→ **What to work on**
Format the lines from the one containing "Scouting pass: put a marker on the bicycle" up to and including the one containing "[(434, 219)]" as a numbered list, leaving out any blank lines and nothing else.
** Start **
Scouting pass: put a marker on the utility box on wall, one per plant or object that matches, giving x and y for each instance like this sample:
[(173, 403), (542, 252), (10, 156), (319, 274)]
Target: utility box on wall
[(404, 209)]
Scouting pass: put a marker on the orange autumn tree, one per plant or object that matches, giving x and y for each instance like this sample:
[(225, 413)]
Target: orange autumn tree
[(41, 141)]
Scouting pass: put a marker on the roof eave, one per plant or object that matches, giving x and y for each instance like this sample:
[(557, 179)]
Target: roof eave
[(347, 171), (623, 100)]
** End **
** Start **
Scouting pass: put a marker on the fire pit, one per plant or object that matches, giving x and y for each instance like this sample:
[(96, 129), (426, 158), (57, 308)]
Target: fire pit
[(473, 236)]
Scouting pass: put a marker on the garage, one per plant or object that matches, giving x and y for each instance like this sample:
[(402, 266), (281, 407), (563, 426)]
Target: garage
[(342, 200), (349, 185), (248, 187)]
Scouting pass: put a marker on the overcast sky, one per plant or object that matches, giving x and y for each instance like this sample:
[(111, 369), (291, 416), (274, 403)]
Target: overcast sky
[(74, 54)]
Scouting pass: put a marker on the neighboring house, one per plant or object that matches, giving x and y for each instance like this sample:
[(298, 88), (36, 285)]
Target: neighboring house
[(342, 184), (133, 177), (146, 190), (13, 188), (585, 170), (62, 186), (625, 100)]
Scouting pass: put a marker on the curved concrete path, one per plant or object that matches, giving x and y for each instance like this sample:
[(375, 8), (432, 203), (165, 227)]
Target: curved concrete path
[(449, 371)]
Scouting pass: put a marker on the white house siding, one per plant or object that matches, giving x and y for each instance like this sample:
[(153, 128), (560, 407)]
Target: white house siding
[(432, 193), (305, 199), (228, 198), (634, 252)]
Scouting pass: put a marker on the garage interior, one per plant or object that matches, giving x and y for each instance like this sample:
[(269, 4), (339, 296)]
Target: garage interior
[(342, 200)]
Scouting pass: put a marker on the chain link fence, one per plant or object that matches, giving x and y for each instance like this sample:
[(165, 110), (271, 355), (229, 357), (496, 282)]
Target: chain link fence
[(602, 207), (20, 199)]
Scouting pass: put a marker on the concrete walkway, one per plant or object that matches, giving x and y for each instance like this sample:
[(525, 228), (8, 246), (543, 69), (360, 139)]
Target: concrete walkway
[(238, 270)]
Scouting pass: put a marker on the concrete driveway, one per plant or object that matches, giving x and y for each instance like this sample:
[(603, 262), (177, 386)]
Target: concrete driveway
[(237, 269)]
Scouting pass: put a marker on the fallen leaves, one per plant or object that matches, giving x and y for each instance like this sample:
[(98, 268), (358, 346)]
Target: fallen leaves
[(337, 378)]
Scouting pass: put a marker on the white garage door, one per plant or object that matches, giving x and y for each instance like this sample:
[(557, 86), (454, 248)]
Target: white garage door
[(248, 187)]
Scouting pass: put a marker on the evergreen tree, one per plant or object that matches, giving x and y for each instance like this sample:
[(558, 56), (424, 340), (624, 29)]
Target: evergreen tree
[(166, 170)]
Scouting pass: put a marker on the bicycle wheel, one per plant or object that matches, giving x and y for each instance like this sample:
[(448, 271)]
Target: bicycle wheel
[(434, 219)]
** End **
→ **Full solution**
1. Scouting pass: put a marker on the bicycle wheel, one per plant or object that matches, giving x and y for each instance like this sample:
2. [(448, 271)]
3. Target: bicycle wheel
4. [(434, 219)]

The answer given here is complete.